* PROBLEM DESCRIPTION:
Nothing in the entries may be altered; copy them in full.

Data entries:
============================================================

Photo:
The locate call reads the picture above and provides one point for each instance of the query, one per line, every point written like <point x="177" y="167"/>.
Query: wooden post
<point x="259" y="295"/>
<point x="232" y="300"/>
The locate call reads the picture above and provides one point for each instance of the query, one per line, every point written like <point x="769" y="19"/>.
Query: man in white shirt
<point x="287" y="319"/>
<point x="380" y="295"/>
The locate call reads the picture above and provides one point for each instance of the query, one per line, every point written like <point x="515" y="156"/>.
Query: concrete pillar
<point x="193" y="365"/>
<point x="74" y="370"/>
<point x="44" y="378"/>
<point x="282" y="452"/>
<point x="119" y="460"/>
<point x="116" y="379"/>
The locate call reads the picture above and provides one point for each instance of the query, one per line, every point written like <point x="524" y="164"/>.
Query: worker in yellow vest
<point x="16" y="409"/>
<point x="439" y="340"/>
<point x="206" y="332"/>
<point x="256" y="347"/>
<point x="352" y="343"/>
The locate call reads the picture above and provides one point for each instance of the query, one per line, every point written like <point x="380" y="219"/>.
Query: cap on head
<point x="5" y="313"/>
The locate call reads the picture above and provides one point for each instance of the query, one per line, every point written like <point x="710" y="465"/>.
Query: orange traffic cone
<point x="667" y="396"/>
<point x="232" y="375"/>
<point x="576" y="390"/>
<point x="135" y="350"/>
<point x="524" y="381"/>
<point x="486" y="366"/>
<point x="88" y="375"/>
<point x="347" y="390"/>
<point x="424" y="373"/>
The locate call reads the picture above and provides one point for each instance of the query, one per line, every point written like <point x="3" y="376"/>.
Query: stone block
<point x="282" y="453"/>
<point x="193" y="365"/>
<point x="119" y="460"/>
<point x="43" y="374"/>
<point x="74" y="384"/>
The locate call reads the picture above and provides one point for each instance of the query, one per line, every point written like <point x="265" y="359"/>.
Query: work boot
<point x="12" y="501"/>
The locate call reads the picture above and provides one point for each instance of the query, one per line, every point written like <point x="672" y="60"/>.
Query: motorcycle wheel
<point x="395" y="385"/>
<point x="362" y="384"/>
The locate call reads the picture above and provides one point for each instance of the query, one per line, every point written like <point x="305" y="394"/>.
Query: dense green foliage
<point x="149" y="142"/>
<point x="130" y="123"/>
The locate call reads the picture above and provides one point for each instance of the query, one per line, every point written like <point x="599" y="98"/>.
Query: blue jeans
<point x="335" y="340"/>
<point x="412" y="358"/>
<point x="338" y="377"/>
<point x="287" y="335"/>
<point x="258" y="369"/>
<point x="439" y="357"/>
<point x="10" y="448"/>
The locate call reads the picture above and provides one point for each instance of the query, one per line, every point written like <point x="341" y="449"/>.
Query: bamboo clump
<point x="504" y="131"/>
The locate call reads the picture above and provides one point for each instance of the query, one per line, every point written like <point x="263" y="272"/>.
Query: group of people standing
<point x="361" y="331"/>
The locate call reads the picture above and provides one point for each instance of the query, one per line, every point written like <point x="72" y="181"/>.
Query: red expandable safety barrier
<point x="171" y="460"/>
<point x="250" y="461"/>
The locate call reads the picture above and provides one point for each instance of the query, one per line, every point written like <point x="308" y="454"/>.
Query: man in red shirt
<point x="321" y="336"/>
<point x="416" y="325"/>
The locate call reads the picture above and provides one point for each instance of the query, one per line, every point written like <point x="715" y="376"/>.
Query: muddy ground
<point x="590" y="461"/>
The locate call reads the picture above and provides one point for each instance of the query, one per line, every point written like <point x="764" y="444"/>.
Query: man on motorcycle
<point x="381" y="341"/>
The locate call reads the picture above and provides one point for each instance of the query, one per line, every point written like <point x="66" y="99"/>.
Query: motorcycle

============================================================

* EXERCISE RESULT:
Photo:
The locate call reads the picture above and provides one point for each instance of the query, one per line, every point written like <point x="177" y="167"/>.
Query: wooden post
<point x="259" y="295"/>
<point x="232" y="300"/>
The locate call reads the picture above and provides one point for each instance of the query, one per line, every point written like <point x="769" y="19"/>.
Query: man in white shirt
<point x="287" y="319"/>
<point x="380" y="295"/>
The locate call reads the picture above and provides one point for each instance of the query, one per line, every point written like <point x="515" y="156"/>.
Query: concrete pillar
<point x="193" y="365"/>
<point x="74" y="370"/>
<point x="44" y="378"/>
<point x="282" y="452"/>
<point x="119" y="460"/>
<point x="116" y="379"/>
The locate call reads the picture above and provides one point for each instance of the query, one per line, every point written like <point x="524" y="164"/>.
Query: worker in yellow vest
<point x="16" y="409"/>
<point x="439" y="340"/>
<point x="206" y="332"/>
<point x="256" y="347"/>
<point x="352" y="343"/>
The locate call reads the picture above and provides one point for each instance of the query, one per line, every point written like <point x="380" y="219"/>.
Query: cap on head
<point x="5" y="313"/>
The locate call reads the picture above and provides one point for each instance of the query, one per line, every point written like <point x="710" y="465"/>.
Query: orange traffic cone
<point x="667" y="396"/>
<point x="232" y="375"/>
<point x="576" y="390"/>
<point x="135" y="350"/>
<point x="524" y="381"/>
<point x="486" y="366"/>
<point x="88" y="375"/>
<point x="347" y="390"/>
<point x="424" y="373"/>
The locate call reads the picture above and provides one point for each instance of the query, one per line, every point written like <point x="3" y="376"/>.
Query: stone block
<point x="282" y="453"/>
<point x="193" y="365"/>
<point x="119" y="460"/>
<point x="43" y="374"/>
<point x="74" y="384"/>
The locate call reads the picture above and provides one point for each instance of the query, one per line, every point written like <point x="265" y="359"/>.
Query: work boot
<point x="12" y="501"/>
The locate call reads the picture above and provides one point for each instance of the query, one per line, every point written like <point x="672" y="60"/>.
Query: motorcycle wheel
<point x="395" y="385"/>
<point x="362" y="384"/>
The locate call reads the picture above and provides one point for each instance of the query, one per line, every point written like <point x="305" y="394"/>.
Query: dense green foliage
<point x="149" y="142"/>
<point x="130" y="123"/>
The locate call reads the picture above and provides one point for each instance of the query, one per line, every point written like <point x="599" y="98"/>.
Query: blue jeans
<point x="335" y="340"/>
<point x="412" y="358"/>
<point x="338" y="377"/>
<point x="287" y="335"/>
<point x="258" y="369"/>
<point x="439" y="357"/>
<point x="10" y="448"/>
The locate call reads the picture above and provides one point for each instance of the query, one per line, every point written like <point x="341" y="449"/>.
Query: bamboo clump
<point x="504" y="131"/>
The locate call reads the picture above and provides one point for each instance of the query, one per line, every point written like <point x="263" y="272"/>.
Query: group of people standing
<point x="361" y="331"/>
The locate call reads the picture above and provides one point for each instance of the query, one per line, every point written like <point x="72" y="181"/>.
Query: red expandable safety barrier
<point x="171" y="460"/>
<point x="250" y="461"/>
The locate call reads the picture above and provides one point for each instance of the query, one per line, every point written like <point x="308" y="454"/>.
Query: man in red shirt
<point x="321" y="336"/>
<point x="416" y="325"/>
The locate call reads the picture above and provides one point for each instance of the query, one per line, every point written like <point x="715" y="376"/>.
Query: muddy ground
<point x="590" y="461"/>
The locate call reads the picture above and provides one point for each instance of the query, one per line, every point written like <point x="764" y="444"/>.
Query: man on motorcycle
<point x="381" y="341"/>
The locate call reads the picture above and provides one point for each instance of the query, one per line, every point written like <point x="66" y="99"/>.
Query: motorcycle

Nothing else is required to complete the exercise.